▶ Record set:
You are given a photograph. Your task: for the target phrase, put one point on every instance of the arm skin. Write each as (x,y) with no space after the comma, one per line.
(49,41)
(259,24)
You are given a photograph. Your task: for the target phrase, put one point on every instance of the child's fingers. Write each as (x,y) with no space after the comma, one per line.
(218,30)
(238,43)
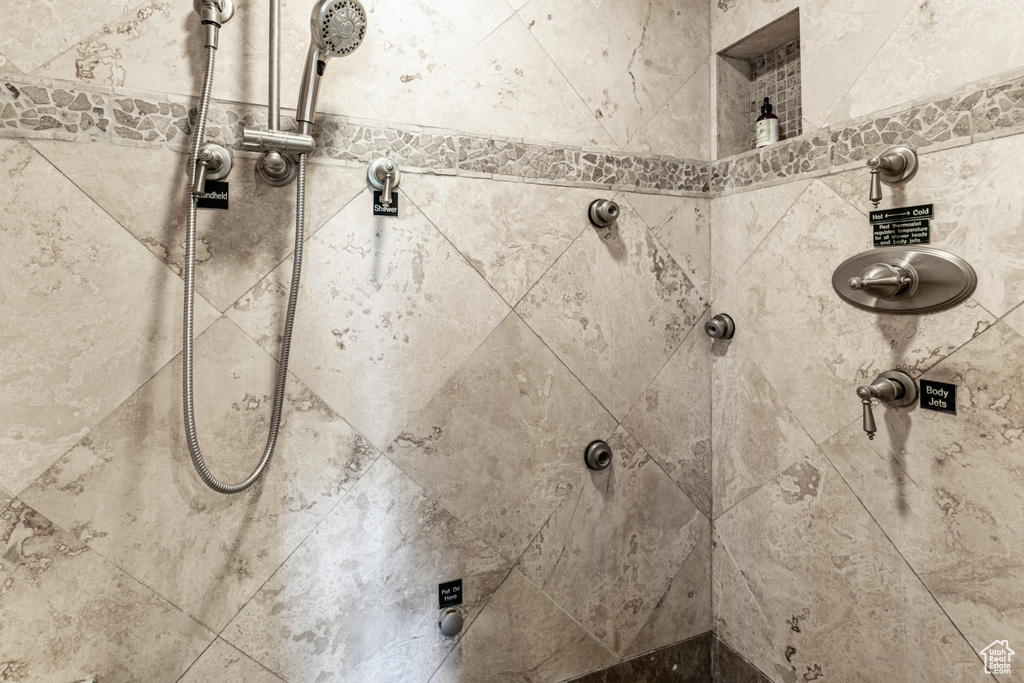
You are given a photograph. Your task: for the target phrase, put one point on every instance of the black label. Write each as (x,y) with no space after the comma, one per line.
(450,594)
(938,396)
(920,212)
(215,196)
(902,232)
(381,210)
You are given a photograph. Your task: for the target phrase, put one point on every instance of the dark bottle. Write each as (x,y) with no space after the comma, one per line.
(766,127)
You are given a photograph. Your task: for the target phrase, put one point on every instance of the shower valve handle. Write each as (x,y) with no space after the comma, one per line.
(892,387)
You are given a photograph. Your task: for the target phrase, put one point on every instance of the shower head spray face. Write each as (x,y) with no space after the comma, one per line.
(338,29)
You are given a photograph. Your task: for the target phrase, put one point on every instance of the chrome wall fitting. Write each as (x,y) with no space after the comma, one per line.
(720,327)
(603,213)
(892,387)
(383,174)
(213,163)
(893,166)
(451,622)
(904,281)
(598,455)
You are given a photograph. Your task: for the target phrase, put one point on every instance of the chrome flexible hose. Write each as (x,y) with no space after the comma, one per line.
(189,273)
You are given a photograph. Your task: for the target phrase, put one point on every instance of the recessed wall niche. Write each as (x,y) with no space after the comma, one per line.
(765,63)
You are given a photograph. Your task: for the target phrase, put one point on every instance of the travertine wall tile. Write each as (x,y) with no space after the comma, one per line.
(539,641)
(205,552)
(380,554)
(68,613)
(628,529)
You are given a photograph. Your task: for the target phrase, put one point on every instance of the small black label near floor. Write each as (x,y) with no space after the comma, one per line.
(905,225)
(215,197)
(938,396)
(450,594)
(381,210)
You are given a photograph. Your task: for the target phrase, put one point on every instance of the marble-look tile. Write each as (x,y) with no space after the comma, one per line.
(684,611)
(512,396)
(902,72)
(69,613)
(754,434)
(88,314)
(585,309)
(121,53)
(35,33)
(683,225)
(510,231)
(783,298)
(388,310)
(223,663)
(646,52)
(741,222)
(206,552)
(1016,319)
(688,662)
(808,587)
(357,601)
(680,128)
(838,41)
(673,424)
(946,488)
(508,86)
(977,195)
(628,529)
(522,637)
(729,667)
(235,248)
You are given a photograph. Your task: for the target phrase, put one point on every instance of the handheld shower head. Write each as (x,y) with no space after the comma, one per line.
(338,28)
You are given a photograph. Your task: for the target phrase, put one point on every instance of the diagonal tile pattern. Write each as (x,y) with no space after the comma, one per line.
(945,488)
(672,420)
(510,232)
(144,190)
(539,641)
(389,310)
(206,552)
(647,52)
(223,663)
(501,444)
(358,599)
(628,529)
(818,232)
(825,590)
(69,613)
(585,309)
(88,314)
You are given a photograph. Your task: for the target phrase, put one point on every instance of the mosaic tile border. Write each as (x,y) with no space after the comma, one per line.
(43,109)
(33,108)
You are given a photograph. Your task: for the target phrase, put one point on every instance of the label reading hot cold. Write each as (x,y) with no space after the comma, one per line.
(938,396)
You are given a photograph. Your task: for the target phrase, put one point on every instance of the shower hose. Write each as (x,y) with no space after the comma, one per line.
(189,272)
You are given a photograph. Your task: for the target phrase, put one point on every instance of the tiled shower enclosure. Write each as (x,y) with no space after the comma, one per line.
(450,366)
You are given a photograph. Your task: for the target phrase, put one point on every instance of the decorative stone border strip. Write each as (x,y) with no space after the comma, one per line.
(35,108)
(32,108)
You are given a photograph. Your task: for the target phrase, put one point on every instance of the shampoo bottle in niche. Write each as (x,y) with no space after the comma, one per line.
(766,127)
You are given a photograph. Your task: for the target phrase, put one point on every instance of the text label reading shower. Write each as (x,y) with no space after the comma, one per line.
(938,396)
(381,210)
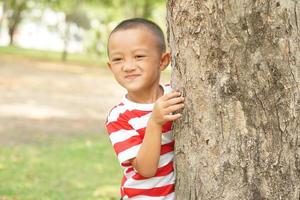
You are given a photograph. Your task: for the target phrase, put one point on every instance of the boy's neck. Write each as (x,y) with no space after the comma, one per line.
(147,96)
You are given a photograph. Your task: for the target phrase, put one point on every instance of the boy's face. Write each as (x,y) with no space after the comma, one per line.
(135,59)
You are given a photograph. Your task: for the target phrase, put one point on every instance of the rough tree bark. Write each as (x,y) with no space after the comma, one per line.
(238,64)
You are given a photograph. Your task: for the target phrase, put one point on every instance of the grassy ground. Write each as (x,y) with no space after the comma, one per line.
(84,59)
(60,168)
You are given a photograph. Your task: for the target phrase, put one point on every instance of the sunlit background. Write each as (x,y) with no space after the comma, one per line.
(55,92)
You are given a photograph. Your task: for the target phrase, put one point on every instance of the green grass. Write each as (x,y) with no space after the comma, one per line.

▶ Problem description:
What is needed is a word-for-word copy of the records above, excluding pictures.

▶ Task solution:
You are given a photograph. Your task: for the target phrase, put one point on every instance of the arm skin. Write each as (x,y) with no space after the comma, one per line.
(49,41)
(259,24)
You are given a photograph. Your task: for the target phrase, put one point on every instance of the child's fingers. Write each as (x,y) with no space after the comma, one per line.
(218,30)
(238,43)
You are given a photograph. Your task: for the target phrase, put one point on every instance of the black label. Write each as (x,y) with no space after the comma, one per line.
(450,594)
(938,396)
(920,212)
(215,196)
(902,232)
(381,210)
You are given a photograph. Your task: for the target phrase, put one point on every instance of the dark bottle. Write each as (x,y) with no space after the comma, one per line.
(766,127)
You are given a photograph. Your task: for the target phrase, put one point on every instance of the shower valve handle. Write each as (x,y) with no space after the comma, one per line.
(892,387)
You are given a photograph. Your task: for the target phrase, put one point on every instance of the shower head spray face. Write each as (x,y) with no space after the comma, one per line.
(338,29)
You are given a photograph. Your task: for the target phrase, put one point on every instance of the chrome wall fitting. Write each as (x,y) with no space after the comma, one per line.
(720,327)
(603,213)
(892,387)
(383,174)
(213,163)
(893,166)
(451,622)
(904,281)
(598,455)
You are given a photograph. Your task: for the target phrase, put one point on every instance of the chrome flexible hose. Write each as (x,y) with no space after the comma, one per line.
(189,273)
You are given a photograph. Your task: for the target phrase, put one point on every instance of the recessed wall niche. Write each as (x,y) with no space after the comma, one per line.
(765,63)
You are given a photograph. Your task: for the target phrase, put one point on every instance of the travertine wall tile. Write each as (x,y) with no space after the comma, one per line.
(539,641)
(205,552)
(380,554)
(68,613)
(628,529)
You are given a photograph. Your task: for the target phrase, put one point on every instance of the small black label near floor. Write each as (x,y) with no space after the comma, one per line.
(905,225)
(215,197)
(938,396)
(450,594)
(381,210)
You are given a photograph. Your task: for the target phrase, put one point on every instance of the marble-look tile. Write each as (x,y) with no space after the comma, one per line.
(684,611)
(512,396)
(902,72)
(69,613)
(754,434)
(88,314)
(585,309)
(121,53)
(35,33)
(683,225)
(510,231)
(783,298)
(388,310)
(223,663)
(646,52)
(741,222)
(206,552)
(1016,319)
(688,662)
(808,587)
(357,601)
(680,128)
(838,41)
(673,424)
(946,488)
(508,86)
(977,195)
(628,529)
(522,637)
(729,667)
(235,248)
You are given a photograph. Your task: for the target phrase, put one point on every instance of the handheld shower head. Write each as (x,y) with no space after the comma, one per line.
(338,28)
You are given a photograph. Your task: for the target phrase, put one point on every instance of the diagonal tile pattern. Write each as (x,y) with no space after the comma, one per line.
(945,488)
(672,420)
(510,232)
(144,190)
(539,641)
(389,310)
(206,552)
(647,52)
(223,663)
(501,444)
(358,599)
(628,529)
(818,232)
(825,590)
(69,613)
(585,309)
(88,314)
You are given a photograph. Your task: for the target phrase, put one point on every instance of the mosaic tile border. Write each as (x,y) with no space after the comma, one per line.
(43,109)
(33,108)
You are given a photograph. Your task: for the target phrase, put one point on every instance of the label reading hot cold. Write each as (x,y) with no space after the comma, one per line.
(938,396)
You are given a photograph. Your task: for the target phrase, put one point on every instance of the shower hose. Write each as (x,y) with no space after the comma, one per line.
(189,272)
You are given a photograph. Your task: for the target phrase, put one point on every instance of the tiled shower enclosure. Write each as (x,y) with no space after the comma, one per line.
(450,366)
You are given a photograph. Your task: for the target phrase, put one point on every instance of the decorative stone border strip. Write each as (x,y) with no space after the comma, one per line.
(35,108)
(32,108)
You are given a photograph. Your task: for the target phrase, put one point on every instance of the shampoo bottle in niche. Write each as (x,y) with no space after the comma, one per line.
(766,127)
You are given a photograph. Your task: for the target phrase, put one point on every instance of the text label reading shower. Write each as (x,y) with no space after the comma, one per line.
(938,396)
(381,210)
You are given a photograph. Your task: for the target phrase, put one point on every instance of the boy's neck. Write each as (x,y) with no space after the comma, one per line.
(147,96)
You are given a photograph. Your task: for the target phrase, put one point on every instance of the boy's face. Write each as (x,y) with no space after the comma, one per line.
(135,59)
You are given a photograph. Your task: for the target phrase, put one point on every instance of the rough tree bark. Write each as (x,y) with no space after the comma, one per line.
(238,64)
You are given a photograph. Your task: for the target phrase, put one point on every instance of the grassy ground. Write each as (x,y) with no space after the comma, one per line.
(84,59)
(60,168)
You are given a photograph. Your task: for the target phrase, put one point on every instance of the sunlit background. Write each as (x,y) with no space after the comma, one per line.
(55,92)
You are given a photograph. Your task: for the target phrase, put one point on every instance of the green grass. Write each as (x,y) with no space after the comma, one per line.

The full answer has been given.